Start of The input

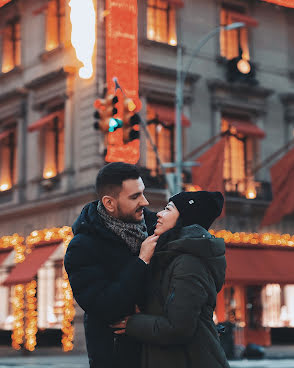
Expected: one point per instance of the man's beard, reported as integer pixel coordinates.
(128, 217)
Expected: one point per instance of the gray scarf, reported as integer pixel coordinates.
(132, 233)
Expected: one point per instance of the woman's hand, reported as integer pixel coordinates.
(147, 248)
(121, 325)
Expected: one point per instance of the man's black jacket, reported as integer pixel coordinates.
(107, 281)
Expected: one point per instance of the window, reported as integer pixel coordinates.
(7, 159)
(11, 47)
(239, 155)
(233, 43)
(55, 24)
(52, 141)
(161, 22)
(163, 138)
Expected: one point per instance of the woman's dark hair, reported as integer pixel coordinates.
(110, 178)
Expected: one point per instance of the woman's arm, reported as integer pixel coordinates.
(187, 295)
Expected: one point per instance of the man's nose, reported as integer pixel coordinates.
(144, 201)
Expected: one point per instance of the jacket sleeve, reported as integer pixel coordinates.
(110, 300)
(187, 295)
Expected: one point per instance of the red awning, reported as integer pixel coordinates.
(41, 122)
(4, 253)
(5, 134)
(286, 3)
(252, 265)
(27, 270)
(3, 2)
(239, 17)
(165, 114)
(176, 3)
(246, 128)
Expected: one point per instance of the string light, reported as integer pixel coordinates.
(18, 317)
(270, 239)
(17, 243)
(31, 327)
(64, 235)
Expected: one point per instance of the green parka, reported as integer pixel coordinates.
(177, 327)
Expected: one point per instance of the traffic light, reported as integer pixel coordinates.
(240, 69)
(104, 114)
(130, 121)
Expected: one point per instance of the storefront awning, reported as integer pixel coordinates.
(246, 128)
(176, 3)
(252, 265)
(43, 121)
(27, 270)
(4, 253)
(165, 114)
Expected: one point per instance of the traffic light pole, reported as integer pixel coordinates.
(181, 78)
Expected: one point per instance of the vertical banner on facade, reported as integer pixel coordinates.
(122, 62)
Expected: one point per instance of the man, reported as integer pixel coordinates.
(107, 263)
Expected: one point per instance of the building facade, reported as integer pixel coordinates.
(50, 152)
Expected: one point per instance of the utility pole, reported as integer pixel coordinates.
(181, 78)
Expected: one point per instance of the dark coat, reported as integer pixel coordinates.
(177, 326)
(107, 281)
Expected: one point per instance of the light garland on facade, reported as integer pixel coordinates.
(64, 235)
(17, 242)
(18, 331)
(31, 327)
(270, 239)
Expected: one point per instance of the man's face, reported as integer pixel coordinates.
(131, 201)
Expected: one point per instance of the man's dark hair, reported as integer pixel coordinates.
(110, 178)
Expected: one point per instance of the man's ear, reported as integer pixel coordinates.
(109, 203)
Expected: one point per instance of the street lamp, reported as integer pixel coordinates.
(181, 77)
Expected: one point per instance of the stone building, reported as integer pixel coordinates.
(50, 153)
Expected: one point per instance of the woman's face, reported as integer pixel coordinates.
(166, 219)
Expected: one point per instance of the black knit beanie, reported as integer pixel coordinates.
(200, 207)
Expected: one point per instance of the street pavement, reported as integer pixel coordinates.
(264, 363)
(62, 361)
(81, 361)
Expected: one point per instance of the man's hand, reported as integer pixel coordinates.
(121, 325)
(147, 248)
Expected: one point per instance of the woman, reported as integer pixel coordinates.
(188, 270)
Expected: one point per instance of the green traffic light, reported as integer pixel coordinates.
(114, 124)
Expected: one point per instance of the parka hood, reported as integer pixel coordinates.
(198, 242)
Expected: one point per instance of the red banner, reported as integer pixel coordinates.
(286, 3)
(122, 62)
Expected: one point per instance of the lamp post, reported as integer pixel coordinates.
(181, 77)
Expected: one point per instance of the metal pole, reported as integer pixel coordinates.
(179, 107)
(181, 77)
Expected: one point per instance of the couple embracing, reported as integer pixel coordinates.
(147, 282)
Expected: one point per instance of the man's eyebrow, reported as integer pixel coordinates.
(134, 194)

End of The input

■ **Problem requirements**
Render the item lines in a Markdown table with columns Row and Line, numbering each row and leaving out blank lines. Begin at the line that has "Expected: one point per instance of the couple" and keep going through the last line of the items.

■ **Written solution**
| Row | Line |
|---|---|
| 1 | Expected: one point per instance of the couple embracing, reported as integer pixel coordinates. |
| 2 | (147, 282) |
| 3 | Expected: one point per instance of the man's eyebrow, reported as integer pixel coordinates. |
| 4 | (134, 194) |